## TO BE DONE
Recast the entries below as a Markdown table, from the line containing "Warehouse bin-picking: the next item to retrieve is the aloe" through the end of the entries, with the columns "Row" and "Entry line". Give each line its own numbered row and leave out any blank lines.

----------

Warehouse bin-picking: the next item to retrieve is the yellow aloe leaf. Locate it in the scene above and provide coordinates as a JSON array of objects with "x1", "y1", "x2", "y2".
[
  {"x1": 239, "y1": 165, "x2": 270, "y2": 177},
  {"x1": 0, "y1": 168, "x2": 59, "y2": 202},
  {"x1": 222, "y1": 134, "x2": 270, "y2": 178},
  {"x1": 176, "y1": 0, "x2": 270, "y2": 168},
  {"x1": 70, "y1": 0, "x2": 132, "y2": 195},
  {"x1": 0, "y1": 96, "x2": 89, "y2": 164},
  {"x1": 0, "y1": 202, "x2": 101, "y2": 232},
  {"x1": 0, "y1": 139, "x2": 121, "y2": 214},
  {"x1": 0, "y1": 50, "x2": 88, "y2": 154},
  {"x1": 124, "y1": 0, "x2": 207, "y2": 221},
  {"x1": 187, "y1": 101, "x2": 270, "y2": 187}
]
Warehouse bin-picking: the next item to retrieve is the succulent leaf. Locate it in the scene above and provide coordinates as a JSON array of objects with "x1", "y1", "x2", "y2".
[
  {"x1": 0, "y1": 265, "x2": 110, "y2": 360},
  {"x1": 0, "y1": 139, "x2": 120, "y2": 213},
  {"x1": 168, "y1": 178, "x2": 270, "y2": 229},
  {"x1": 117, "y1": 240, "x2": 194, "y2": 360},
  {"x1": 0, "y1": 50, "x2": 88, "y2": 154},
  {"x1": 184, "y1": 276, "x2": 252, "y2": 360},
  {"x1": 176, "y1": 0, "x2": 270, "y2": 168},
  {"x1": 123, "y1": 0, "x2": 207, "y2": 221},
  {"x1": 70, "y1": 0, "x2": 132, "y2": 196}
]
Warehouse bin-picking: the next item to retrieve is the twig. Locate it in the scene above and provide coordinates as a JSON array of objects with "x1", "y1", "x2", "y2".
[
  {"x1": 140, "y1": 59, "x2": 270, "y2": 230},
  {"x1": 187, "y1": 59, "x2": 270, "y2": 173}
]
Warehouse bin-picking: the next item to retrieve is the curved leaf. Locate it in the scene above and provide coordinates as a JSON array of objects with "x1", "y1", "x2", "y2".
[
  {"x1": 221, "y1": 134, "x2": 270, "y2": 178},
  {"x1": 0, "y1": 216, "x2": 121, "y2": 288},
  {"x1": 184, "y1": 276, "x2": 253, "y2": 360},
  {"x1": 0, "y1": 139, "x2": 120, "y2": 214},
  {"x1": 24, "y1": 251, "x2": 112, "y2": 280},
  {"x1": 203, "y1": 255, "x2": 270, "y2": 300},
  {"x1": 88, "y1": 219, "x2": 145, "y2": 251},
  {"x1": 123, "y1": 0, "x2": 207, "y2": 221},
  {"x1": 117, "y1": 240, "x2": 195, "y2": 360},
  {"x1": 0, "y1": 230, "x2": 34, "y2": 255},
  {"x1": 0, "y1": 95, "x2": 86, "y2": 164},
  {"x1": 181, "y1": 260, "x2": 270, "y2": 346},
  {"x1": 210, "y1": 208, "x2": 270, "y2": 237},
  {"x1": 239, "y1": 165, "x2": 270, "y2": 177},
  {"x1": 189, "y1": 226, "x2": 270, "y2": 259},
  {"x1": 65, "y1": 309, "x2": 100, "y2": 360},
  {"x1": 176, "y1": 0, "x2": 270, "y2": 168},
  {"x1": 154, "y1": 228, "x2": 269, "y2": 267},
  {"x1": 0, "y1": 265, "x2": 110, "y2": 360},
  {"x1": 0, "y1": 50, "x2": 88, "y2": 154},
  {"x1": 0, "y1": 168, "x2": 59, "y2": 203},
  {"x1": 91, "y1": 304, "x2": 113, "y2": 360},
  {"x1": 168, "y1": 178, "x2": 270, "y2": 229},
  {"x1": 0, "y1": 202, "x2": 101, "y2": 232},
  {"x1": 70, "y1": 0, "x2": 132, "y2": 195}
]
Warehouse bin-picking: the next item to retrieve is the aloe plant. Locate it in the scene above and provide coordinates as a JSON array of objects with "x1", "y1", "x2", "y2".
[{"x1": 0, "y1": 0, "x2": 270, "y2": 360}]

----------

## FINISHED EXERCISE
| Row | Entry line |
|---|---|
| 1 | Warehouse bin-picking: the next item to retrieve is the aloe plant. Locate it in the scene above and provide coordinates as a JSON array of objects with "x1", "y1", "x2", "y2". |
| 2 | [{"x1": 0, "y1": 0, "x2": 270, "y2": 360}] |